#### Dataset entries:

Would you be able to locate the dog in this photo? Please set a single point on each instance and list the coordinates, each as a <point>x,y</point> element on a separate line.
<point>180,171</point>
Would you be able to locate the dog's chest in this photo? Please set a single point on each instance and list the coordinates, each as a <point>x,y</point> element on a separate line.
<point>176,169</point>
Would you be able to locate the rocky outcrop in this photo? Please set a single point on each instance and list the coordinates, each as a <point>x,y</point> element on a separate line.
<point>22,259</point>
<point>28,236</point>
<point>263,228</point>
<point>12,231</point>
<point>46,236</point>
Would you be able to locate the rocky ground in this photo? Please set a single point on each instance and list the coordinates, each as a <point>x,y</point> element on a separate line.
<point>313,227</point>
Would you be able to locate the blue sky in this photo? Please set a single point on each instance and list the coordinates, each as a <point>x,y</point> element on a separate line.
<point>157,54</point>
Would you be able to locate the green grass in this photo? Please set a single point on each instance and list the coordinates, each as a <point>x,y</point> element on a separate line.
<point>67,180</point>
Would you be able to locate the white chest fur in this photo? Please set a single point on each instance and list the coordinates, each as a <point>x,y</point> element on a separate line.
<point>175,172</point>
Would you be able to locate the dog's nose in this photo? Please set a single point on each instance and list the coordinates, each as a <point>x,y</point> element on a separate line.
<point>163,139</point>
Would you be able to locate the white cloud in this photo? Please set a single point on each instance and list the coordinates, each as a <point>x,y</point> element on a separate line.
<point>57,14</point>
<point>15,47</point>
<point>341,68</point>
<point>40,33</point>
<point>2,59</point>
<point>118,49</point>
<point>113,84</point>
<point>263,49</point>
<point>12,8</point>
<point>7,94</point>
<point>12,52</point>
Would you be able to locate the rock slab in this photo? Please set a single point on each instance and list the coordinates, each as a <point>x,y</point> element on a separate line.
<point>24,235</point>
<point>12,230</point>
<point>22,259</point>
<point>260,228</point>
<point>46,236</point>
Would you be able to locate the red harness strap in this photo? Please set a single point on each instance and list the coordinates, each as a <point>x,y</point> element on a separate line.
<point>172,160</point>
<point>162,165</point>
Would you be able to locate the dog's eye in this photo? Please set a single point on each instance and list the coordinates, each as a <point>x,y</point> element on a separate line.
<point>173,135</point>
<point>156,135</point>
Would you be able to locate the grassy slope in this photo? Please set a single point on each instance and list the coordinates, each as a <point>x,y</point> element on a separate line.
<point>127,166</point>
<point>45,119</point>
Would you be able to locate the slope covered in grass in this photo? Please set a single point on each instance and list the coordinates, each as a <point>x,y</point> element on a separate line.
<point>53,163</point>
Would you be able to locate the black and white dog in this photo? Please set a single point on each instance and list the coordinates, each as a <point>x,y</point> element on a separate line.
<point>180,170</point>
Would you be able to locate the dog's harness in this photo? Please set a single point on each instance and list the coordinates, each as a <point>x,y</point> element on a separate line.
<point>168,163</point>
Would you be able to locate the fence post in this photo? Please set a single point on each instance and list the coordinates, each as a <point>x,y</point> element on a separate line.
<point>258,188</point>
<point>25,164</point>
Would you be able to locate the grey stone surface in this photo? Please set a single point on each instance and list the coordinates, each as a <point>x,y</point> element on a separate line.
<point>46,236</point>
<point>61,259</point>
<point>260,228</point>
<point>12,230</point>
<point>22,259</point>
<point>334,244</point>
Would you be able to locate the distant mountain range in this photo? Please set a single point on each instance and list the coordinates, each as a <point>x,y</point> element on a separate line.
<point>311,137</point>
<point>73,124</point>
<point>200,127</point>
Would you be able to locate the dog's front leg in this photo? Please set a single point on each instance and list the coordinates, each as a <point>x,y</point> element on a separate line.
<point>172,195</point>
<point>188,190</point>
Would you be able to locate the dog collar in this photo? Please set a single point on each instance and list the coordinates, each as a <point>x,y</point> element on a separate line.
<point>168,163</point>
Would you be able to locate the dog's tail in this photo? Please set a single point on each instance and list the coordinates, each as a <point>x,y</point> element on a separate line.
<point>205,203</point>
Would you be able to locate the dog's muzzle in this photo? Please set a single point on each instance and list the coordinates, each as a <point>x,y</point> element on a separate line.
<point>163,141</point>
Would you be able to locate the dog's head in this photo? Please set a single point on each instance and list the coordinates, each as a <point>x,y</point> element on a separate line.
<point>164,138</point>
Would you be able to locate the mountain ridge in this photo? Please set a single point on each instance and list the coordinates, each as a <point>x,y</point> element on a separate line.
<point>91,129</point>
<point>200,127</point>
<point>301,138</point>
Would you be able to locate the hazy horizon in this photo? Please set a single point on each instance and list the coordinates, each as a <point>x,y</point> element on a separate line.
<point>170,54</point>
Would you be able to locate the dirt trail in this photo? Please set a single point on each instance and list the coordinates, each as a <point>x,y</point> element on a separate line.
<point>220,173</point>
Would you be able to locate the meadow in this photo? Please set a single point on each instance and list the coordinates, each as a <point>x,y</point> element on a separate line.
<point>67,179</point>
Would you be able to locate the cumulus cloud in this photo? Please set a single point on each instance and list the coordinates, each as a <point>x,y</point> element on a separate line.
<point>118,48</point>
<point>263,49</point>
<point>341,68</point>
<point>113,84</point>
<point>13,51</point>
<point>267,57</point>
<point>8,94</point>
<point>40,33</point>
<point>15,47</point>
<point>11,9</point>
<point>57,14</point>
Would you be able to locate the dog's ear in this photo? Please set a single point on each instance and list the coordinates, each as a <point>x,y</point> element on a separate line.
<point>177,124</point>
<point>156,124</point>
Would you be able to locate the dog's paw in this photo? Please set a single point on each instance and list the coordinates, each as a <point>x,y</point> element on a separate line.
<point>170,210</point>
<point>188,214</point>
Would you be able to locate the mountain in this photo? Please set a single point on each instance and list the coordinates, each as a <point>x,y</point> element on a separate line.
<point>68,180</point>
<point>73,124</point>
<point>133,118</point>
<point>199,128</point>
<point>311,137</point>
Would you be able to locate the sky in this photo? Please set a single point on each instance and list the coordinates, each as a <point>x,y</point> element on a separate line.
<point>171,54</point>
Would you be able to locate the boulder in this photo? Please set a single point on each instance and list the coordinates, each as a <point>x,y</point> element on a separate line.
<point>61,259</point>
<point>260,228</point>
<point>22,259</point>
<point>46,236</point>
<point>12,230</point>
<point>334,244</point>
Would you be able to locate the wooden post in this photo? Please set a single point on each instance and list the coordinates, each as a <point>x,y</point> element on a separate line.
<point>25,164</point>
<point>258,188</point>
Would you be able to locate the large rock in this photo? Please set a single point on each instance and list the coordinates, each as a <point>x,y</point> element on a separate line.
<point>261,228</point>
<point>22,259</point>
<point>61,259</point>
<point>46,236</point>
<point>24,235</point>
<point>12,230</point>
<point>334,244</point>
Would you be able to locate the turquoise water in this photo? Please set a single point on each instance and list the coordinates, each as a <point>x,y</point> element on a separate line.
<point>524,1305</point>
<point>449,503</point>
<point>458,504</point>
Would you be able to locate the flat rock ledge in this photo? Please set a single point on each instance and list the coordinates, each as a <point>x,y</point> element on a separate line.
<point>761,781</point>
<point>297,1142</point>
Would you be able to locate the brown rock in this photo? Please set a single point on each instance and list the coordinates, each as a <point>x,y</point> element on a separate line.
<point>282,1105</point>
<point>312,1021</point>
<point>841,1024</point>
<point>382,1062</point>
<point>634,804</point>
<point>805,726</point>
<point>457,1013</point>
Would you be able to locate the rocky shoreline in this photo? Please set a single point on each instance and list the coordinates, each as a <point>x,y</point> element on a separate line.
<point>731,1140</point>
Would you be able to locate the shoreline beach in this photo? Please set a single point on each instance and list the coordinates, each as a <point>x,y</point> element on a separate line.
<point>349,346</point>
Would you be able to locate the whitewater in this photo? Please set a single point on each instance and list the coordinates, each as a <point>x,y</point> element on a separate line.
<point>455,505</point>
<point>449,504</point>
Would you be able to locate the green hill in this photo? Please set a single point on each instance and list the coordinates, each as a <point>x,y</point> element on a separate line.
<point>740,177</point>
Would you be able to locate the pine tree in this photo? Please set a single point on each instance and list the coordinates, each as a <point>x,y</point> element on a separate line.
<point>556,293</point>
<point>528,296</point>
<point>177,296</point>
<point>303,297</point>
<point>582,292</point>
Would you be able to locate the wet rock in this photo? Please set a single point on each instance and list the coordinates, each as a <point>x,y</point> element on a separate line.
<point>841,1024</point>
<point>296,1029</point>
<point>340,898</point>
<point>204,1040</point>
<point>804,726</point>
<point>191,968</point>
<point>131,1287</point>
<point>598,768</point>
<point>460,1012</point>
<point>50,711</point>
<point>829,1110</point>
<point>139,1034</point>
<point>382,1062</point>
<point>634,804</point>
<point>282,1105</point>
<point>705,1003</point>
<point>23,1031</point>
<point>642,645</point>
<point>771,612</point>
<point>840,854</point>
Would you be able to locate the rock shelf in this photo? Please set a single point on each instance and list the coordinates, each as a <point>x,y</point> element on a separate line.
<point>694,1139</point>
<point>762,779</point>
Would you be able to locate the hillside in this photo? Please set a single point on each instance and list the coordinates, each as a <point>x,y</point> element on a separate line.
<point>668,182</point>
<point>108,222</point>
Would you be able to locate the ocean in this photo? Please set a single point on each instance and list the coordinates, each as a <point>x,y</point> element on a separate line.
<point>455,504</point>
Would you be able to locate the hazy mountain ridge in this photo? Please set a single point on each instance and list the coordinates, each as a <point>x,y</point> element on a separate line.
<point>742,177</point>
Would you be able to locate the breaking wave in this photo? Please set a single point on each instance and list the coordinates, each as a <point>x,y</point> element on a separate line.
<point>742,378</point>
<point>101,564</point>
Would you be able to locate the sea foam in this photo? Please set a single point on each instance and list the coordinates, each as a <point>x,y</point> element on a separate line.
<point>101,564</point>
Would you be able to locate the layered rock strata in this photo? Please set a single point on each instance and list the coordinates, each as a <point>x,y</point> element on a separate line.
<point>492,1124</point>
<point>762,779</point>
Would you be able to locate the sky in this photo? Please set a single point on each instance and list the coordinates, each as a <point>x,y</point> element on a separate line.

#### Activity:
The range begins at the line containing "Would you be able to locate the layered" and ends at the last line of the entries; reproduce it exactly.

#### Completed exercise:
Would you be able to locate the layered rock strata in this photo? Please set a single point on each instance and list the coordinates, each as a <point>x,y</point> element on a separate line.
<point>492,1124</point>
<point>762,779</point>
Would you be able to locate the sky in this photo? Please set a single point on each instance and list the coordinates, each as a <point>x,y</point> element on a separate line.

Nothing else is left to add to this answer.